### Work to be completed
Continue the project notes on scraping and archiving the Zimmerman en Space podcast, starting right after their last line.

### Source passage
Webscrape of the Zimmerman en Space podcast, and (re)publication on Wikimedia Commons (and Zenodo in the future). High 5 for CC0 licenses, space, astronomy and nerds!
Latest update : 17 September 2024
Episodes 1 - 92 are now available on Wikimedia Commons:
- Category: Zimmerman en Space podcast
- Gallery, grouped by year, sorted by date : Zimmerman en Space podcast
- Zimmerman en Space podcast URL list, Season 1, Episodes 1 to 92 : https://ookgezellig.github.io/Zimmerman-en-Space-podcast/episodes.html
- To be used as initial scrape map by webscraper.oi for scraping data of individual episodes
Output of webscrape, with post-processing to make data suitable input for Wikimedia Commons, OpenRefine and the Python modules used below: https://ookgezellig.github.io/Zimmerman-en-Space-podcast/ZimmermanEnSpacePodcast_episodes1-92.xlsx
- Python script: download_mp3s.py
- Folder: mp3-files
- Filenames are Buzzsprout titles, eg. 11845039-tsunami-s-op-mars.mp3
Converting from mp3 to ogg/oga:
- Python script: convert_mp3s_to_oga.py - Make sure ffmpeg is installed on your machine and it has been added to your System's PATH.
- Alternatively, use an online .mp3 to .ogg bulk converter, such as online-audio-converter.com. This was the actual tool used for converting the first batch of episodes (1-92). File extension can be changed from .ogg tot .oga without penalty.
- Folder: ogg-files
Wikimedia Commons:
- Files must be copied and renamed from Buzzsprout to Wikimedia Commons syntax titles, eg. from ogg-files/11845039-tsunami-s-op-mars.ogg to oga-files/Tsunami's_op_Mars_-Zimmerman_en_Space-S01E01-2022-12-09-_11845039.oga
- Python script: copy_and_rename_local_ogg_to_wmc_oga.py
- Folder with Commons compatible files: oga-files
- Excel file as source for OpenRefine project, to bulk upload the .oga files and metadata to Wikimedia Commons: see Excel above, this includes all columns needed for the OpenRefine project.

(Referring expression data)
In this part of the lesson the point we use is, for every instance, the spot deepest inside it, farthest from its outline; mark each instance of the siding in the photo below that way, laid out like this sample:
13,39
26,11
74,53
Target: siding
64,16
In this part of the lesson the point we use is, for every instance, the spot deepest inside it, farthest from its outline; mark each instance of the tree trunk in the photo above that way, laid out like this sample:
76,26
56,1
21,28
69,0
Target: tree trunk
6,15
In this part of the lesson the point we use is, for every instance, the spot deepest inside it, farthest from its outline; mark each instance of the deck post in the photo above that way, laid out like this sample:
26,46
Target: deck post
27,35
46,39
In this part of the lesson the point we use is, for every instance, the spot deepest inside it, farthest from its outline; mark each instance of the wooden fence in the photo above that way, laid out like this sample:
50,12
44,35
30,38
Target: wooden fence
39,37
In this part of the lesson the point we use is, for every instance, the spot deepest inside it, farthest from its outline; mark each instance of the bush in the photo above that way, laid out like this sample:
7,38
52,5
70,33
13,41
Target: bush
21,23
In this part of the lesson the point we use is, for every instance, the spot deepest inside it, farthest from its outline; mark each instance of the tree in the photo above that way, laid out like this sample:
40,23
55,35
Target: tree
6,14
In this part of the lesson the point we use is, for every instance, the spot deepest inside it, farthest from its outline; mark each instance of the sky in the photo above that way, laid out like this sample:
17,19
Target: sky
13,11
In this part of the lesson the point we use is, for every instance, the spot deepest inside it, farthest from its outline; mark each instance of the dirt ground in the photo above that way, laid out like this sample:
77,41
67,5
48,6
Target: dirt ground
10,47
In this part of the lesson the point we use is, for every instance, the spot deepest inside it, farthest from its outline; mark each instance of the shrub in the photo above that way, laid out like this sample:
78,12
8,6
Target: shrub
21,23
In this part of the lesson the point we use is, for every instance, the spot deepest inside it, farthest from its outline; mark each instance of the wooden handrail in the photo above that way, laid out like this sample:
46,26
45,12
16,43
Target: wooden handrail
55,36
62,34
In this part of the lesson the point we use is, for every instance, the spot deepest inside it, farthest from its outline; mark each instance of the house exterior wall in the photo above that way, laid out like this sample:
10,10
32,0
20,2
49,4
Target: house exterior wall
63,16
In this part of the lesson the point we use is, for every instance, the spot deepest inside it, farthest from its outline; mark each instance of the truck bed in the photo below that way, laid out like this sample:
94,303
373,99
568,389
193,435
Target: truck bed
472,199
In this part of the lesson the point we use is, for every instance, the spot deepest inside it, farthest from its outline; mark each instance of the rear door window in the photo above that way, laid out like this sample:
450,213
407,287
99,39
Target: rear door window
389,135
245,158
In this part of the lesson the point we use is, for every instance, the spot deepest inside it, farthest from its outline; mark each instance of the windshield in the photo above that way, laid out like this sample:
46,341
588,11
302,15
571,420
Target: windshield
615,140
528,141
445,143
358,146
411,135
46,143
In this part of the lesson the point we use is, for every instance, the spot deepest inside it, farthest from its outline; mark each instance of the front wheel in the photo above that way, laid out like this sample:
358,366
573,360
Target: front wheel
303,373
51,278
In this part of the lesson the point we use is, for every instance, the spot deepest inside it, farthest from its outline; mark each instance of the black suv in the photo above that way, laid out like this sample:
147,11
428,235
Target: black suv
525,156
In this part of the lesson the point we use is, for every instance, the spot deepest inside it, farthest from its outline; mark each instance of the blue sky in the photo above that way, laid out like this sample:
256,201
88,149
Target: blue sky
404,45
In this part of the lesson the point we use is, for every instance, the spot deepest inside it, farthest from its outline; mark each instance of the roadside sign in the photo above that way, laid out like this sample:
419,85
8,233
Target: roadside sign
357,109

### Answer space
- OpenRefine project files : ZimmermanEnSpacePodcast-episodes1-92-xlsx.openrefine.tar.gz
- Category: Zimmerman en Space podcast
- Gallery, grouped by year, sorted by date : Zimmerman en Space podcast
- Category: Hens Zimmerman
Full-text audio transcriptions are being added bit by bit to the Commons files in the coming months.
- For the ChatGPT corrected transcribed texts of each episode, see the transcripts/chatgpt-corrected folder. Files are in Markdown (.md) format.
- For a first, fully worked example on Commons, see S01E01 Tsunami's op Mars.
- For current status, see this issue.
To the structured data of each Commons file, main subject (P921) will be added bit by bit in the coming months. These episode subjects/keywords will be extracted from the title and full-text audio transcriptions using Named Entity Recognition (NER) techniques and subsequent reconciliation of the found entities against Wikidata. For current status, see this issue.
For a fully worked example, see S01E01 Tsunami's op Mars.
Request info about episode 14, AI en Chat GPT in de sterrenkunde
Structured data has been added to all files, so we can do some (basic) semantic searching via SPARQL queries.
- Zimmerman en Space podcast: https://www.wikidata.org/wiki/Q130355362
- Hens Zimmerman : https://www.wikidata.org/wiki/Q130279350
All episodes 1-92 of the Zimmerman en Space podcast have been licensed under the Creative Commons CC0 1.0 license, as stated in the shownotes of each episode.